DOCUMENT
-- begin --

Metadata-Version: 2.1
Name: raise
Version: 1.1.1.post2
Summary: Raise exceptions with a function instead of a statement.
Home-page: https://github.com/mentalisttraceur/python-raise
Author: Alexander Kozhevnikov
Author-email: mentalisttraceur@gmail.com
License: 0BSD
Platform: UNKNOWN
Classifier: Development Status :: 6 - Mature
Classifier: Programming Language :: Python :: 3
Classifier: Programming Language :: Python :: 2
Classifier: Operating System :: OS Independent

Python ``raise`` as a Function
==============================

Raise exceptions with a function instead of a statement.

Provides a minimal, clean and portable interface for raising
exceptions with all the advantages of functions over syntax.


Why
---

I want to be able to work with exceptions in a way that is:

1. *Intuitive* to use and see in code.
2. *Generic* and *flexible*, empowering *reuse* and *composition*.
3. *Portable* to all versions of Python I might want to use.

In my code, I've often found myself writing interfaces that combine
the intuitive nature of Python 3's ``raise`` and ``with_traceback``,
the generic and flexible pattern of raising exceptions in other
coroutines or threads of execution as exemplified by the ``throw``
method on Python generators, and the inherently portable and
powerfully reusable and composable form of a basic function.

-- end --

PROBLEMS TO WORK ON
1. List every classifier entry given in the package description's metadata.
2. Please print the stretch of the package description from "I want to be" through "empowering *reuse* and *composition*.", copying it word for word.
The rows that come next are separate material, unrelated to the package description.

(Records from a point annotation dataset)
-- begin --

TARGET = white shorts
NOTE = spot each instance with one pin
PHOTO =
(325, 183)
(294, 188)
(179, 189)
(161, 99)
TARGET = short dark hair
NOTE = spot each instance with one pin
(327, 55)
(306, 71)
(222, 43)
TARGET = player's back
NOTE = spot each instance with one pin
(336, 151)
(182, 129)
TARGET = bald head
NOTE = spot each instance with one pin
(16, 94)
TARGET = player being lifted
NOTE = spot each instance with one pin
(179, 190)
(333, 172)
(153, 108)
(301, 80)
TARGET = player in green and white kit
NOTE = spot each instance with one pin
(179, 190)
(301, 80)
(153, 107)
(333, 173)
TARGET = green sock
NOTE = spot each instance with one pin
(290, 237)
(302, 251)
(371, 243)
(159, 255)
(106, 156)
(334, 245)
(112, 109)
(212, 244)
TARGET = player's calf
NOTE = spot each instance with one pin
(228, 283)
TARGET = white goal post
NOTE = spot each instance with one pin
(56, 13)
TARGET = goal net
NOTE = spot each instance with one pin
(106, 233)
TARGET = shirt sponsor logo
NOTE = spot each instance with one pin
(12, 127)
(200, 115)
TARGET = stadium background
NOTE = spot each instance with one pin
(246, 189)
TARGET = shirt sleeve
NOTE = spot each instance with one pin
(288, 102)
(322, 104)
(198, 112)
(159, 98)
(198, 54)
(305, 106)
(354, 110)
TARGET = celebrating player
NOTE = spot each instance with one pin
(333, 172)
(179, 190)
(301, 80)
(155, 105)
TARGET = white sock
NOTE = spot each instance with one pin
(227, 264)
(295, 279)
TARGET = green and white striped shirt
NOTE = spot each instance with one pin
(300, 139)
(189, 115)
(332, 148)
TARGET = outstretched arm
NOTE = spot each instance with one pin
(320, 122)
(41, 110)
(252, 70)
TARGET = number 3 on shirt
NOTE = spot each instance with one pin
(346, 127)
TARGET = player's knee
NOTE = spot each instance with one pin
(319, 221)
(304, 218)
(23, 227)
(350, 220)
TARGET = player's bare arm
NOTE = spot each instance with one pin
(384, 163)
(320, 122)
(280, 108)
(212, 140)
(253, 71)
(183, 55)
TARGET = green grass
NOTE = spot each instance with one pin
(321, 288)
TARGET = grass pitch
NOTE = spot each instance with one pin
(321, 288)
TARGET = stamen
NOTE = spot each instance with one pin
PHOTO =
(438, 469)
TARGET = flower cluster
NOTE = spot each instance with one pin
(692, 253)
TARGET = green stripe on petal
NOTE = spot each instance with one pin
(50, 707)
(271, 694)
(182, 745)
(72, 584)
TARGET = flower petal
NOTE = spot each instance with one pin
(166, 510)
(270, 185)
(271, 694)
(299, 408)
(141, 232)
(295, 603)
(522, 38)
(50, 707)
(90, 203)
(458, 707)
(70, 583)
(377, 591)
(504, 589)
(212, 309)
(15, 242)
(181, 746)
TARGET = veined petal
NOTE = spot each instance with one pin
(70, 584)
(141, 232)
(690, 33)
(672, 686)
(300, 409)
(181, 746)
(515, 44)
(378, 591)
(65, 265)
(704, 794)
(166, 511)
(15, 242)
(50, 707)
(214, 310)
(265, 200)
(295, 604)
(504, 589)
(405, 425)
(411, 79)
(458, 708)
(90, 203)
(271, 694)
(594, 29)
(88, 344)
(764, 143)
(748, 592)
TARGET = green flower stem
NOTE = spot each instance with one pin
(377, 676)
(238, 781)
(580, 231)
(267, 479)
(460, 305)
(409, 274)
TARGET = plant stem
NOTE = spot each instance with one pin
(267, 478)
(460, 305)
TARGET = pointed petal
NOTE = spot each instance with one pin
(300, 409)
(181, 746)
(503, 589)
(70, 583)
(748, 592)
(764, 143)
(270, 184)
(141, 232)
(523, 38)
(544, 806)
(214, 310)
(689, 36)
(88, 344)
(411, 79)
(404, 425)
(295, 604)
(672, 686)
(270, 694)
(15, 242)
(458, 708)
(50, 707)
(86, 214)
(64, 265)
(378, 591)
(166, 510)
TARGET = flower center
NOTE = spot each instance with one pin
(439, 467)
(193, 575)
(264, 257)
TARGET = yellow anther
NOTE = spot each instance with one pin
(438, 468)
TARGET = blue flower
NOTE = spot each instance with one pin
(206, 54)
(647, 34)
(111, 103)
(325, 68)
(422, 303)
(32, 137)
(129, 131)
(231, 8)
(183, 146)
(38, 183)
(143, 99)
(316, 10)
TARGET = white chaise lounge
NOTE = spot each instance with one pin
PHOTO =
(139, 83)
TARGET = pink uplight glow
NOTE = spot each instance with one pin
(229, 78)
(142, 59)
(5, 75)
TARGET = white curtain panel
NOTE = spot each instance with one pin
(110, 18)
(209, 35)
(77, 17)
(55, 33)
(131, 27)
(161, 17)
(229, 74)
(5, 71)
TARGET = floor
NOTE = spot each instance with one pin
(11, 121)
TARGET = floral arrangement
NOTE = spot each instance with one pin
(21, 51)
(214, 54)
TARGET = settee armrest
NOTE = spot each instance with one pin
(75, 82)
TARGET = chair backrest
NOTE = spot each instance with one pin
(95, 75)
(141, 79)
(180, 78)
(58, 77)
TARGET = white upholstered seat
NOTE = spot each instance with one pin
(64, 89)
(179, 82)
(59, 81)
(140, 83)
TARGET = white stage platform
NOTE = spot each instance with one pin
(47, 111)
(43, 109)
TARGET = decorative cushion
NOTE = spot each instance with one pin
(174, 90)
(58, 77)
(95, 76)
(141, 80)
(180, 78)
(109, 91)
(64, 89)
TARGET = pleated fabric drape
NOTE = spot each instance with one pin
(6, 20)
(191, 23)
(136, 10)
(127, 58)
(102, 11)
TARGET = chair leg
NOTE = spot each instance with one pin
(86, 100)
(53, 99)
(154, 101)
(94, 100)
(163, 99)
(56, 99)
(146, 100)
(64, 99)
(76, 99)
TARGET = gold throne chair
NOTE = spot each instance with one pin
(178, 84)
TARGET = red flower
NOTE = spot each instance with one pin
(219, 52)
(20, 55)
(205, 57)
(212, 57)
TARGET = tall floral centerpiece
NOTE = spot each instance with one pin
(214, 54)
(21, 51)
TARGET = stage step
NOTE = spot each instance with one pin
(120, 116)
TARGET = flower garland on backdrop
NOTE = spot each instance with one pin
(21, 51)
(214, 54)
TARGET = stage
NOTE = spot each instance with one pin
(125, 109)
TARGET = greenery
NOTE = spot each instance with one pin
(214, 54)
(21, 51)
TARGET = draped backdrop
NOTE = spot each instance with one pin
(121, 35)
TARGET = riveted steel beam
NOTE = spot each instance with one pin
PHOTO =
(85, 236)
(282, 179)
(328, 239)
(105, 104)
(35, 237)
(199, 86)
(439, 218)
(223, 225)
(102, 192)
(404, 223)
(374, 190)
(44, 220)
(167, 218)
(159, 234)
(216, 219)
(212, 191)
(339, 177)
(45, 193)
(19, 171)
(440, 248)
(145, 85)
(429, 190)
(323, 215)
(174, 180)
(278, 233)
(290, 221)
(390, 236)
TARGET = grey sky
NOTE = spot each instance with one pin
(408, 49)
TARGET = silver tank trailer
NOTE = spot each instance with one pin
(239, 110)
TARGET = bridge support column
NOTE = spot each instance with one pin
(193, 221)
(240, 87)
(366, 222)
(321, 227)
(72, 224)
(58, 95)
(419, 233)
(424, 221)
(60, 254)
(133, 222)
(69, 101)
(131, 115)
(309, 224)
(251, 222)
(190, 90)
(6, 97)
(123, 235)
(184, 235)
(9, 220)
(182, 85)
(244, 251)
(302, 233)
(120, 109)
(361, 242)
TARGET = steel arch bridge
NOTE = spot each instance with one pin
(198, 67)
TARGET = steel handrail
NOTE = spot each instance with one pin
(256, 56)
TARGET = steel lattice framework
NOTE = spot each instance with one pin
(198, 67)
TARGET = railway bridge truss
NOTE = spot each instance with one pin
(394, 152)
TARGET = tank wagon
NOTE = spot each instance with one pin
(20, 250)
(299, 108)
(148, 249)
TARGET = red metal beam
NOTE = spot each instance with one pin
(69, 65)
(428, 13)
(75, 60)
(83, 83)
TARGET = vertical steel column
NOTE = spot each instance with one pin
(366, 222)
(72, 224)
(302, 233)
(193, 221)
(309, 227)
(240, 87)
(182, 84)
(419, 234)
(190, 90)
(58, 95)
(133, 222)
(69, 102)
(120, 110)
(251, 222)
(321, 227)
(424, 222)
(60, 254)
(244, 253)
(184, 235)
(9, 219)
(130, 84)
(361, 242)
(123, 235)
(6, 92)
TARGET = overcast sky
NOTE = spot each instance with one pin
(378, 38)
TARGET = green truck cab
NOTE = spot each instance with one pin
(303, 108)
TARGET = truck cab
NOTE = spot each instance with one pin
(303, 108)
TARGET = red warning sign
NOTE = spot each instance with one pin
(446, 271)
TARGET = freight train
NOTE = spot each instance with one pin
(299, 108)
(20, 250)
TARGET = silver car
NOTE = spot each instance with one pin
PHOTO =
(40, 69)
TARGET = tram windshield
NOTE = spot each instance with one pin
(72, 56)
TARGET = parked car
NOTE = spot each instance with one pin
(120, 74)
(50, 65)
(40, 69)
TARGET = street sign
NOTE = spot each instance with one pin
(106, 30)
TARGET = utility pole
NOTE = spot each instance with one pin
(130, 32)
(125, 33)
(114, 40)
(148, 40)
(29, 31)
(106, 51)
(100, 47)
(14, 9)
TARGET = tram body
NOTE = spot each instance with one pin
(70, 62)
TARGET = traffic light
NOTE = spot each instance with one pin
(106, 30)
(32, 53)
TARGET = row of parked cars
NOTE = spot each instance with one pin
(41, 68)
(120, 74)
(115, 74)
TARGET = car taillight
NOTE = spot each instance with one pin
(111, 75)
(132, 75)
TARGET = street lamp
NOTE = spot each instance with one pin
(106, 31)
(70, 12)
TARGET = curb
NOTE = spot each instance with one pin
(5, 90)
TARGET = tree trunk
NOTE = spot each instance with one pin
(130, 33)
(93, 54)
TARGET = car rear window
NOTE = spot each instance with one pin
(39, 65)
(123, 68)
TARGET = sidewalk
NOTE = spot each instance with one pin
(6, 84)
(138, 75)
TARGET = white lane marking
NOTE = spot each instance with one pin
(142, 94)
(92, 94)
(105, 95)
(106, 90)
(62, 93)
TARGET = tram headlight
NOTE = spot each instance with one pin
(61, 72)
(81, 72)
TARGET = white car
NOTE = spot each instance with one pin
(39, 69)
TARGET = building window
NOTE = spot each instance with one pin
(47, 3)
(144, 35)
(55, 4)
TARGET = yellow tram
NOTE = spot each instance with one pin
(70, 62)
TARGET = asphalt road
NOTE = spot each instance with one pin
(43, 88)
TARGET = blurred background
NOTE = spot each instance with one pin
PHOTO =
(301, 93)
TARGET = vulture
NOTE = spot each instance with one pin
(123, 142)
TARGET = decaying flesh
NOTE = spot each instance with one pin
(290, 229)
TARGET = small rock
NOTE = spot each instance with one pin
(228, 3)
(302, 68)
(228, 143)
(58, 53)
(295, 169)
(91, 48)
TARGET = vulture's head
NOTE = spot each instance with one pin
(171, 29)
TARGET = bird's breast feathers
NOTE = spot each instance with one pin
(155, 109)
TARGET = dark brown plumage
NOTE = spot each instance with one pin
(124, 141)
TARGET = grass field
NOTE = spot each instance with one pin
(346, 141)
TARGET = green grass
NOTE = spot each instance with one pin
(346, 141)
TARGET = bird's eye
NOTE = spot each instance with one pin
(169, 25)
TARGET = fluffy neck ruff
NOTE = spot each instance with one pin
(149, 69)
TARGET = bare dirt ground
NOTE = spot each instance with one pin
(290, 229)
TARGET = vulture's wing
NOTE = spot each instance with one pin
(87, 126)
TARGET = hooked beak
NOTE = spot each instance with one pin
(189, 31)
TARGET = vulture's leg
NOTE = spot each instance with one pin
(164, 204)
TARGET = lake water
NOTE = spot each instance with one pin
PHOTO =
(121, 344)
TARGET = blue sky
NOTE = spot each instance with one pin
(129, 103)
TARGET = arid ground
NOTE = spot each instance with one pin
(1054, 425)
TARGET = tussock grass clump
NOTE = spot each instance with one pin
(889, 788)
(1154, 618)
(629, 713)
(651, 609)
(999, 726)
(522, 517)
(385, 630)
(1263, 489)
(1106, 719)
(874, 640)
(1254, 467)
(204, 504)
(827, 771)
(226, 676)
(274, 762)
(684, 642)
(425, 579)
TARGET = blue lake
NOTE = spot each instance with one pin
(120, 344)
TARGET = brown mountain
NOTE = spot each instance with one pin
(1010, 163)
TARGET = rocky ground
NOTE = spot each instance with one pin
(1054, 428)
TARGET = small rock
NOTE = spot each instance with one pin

-- end --

ANSWERS BELOW
1.
- Development Status :: 6 - Mature
- Programming Language :: Python :: 3
- Programming Language :: Python :: 2
- Operating System :: OS Independent

2.
I want to be able to work with exceptions in a way that is:

1. *Intuitive* to use and see in code.
2. *Generic* and *flexible*, empowering *reuse* and *composition*.